**Document**
•••
Parallel wget with xargs or parallel
The following is an illustration of how to use xargs to conduct parallel operations on single-threaded applications, specifically wget.
GNU wget is a great tool for downloading content from websites. The wget command is a non-interactive network downloader; by "non-interactive" what is meant is that it can be run in the background. Some very hand options include -c (continue, for partially downloaded files), -m (mirror, for an entire website), -r --no-parent (recursive, no parent, to download part of a website and its subdirectories). The cURL application has a wider range of protocols and includes upload options, but is non-recursive.
Recently, I had the need to download a small number of PDF files. The wildcard-based approach would be:
$ wget -r -nd --no-parent -A 'rpgreview_*.pdf' http://rpgreview.net/files/
The -r and --no-parent options have already been explained. The -nd option allows one to save all files to the current directory, without hierarchy of directories. The -A option ('accept', or -R 'reject) allows one to specify comma-separated lists of file name suffixes or patterns to accept or reject. Note that if any of the wildcard characters, *, ?, or ranges [] to be in an acclist or rejlist.
•••
**Problem details**
Please decide whether each statement agrees with the wget page, answering yes or no and quoting the words of the page that settle it. 1. cURL can download recursively. 2. The -nd option saves every file to the current directory with no directory hierarchy. 3. The -m option is for continuing partially downloaded files. The records that follow were taken from a separate source.

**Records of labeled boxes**
•••
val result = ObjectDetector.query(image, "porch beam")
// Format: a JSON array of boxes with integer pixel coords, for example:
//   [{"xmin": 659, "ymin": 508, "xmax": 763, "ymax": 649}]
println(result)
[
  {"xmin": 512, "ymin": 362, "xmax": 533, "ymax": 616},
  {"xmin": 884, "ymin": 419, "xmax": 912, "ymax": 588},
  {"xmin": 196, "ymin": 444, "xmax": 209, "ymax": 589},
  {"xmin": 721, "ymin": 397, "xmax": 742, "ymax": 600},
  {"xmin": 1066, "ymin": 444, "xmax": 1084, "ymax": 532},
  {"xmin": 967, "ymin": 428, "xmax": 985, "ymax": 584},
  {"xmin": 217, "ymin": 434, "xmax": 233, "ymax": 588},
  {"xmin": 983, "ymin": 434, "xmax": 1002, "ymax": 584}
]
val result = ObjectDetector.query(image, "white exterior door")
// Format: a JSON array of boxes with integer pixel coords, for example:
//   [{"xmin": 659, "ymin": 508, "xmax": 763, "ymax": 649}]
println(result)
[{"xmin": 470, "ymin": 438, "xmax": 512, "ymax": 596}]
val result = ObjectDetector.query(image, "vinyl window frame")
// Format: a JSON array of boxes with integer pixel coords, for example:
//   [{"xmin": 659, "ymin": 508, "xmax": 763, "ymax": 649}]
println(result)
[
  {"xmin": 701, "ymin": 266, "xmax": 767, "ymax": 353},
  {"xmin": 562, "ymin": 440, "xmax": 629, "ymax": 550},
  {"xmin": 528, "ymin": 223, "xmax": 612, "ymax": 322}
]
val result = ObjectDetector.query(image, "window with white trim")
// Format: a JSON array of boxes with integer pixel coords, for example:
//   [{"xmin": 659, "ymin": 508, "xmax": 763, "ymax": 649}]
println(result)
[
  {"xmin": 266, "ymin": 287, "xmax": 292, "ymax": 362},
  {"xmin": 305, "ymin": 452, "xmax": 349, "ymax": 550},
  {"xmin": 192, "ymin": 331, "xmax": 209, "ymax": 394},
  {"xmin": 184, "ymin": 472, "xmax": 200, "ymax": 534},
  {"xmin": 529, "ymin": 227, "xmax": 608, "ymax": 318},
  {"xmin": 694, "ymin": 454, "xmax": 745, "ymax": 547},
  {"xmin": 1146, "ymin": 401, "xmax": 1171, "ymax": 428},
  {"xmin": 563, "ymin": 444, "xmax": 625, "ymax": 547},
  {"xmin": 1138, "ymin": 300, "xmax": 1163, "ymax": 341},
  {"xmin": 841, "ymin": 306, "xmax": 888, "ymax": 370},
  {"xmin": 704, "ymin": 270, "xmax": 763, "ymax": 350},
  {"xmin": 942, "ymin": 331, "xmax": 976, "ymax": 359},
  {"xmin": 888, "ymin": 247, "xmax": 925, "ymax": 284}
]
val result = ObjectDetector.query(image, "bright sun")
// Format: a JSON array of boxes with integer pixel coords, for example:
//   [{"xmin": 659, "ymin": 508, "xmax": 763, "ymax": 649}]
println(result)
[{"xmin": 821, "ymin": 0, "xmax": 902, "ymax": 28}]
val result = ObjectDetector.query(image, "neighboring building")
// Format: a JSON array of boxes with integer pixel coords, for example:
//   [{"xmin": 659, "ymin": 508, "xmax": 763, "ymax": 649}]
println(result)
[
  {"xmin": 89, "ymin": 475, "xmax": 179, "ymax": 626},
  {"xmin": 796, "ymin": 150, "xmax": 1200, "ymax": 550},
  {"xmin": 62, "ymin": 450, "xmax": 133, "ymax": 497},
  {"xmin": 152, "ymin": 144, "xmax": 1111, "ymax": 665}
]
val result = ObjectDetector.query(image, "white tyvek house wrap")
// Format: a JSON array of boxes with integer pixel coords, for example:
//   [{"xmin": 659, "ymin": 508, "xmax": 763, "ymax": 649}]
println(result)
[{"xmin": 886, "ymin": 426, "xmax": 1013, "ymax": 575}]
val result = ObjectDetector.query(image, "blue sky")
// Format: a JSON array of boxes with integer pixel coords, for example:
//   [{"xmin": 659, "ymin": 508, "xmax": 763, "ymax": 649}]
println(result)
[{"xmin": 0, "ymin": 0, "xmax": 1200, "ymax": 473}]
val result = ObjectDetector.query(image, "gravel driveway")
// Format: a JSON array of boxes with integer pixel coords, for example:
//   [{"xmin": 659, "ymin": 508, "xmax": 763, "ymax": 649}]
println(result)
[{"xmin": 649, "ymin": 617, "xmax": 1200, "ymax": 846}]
•••
**Written answer**
1. No: "The cURL application has a wider range of protocols and includes upload options, but is non-recursive."
2. Yes: "The -nd option allows one to save all files to the current directory, without hierarchy of directories."
3. No: "-c (continue, for partially downloaded files), -m (mirror, for an entire website)"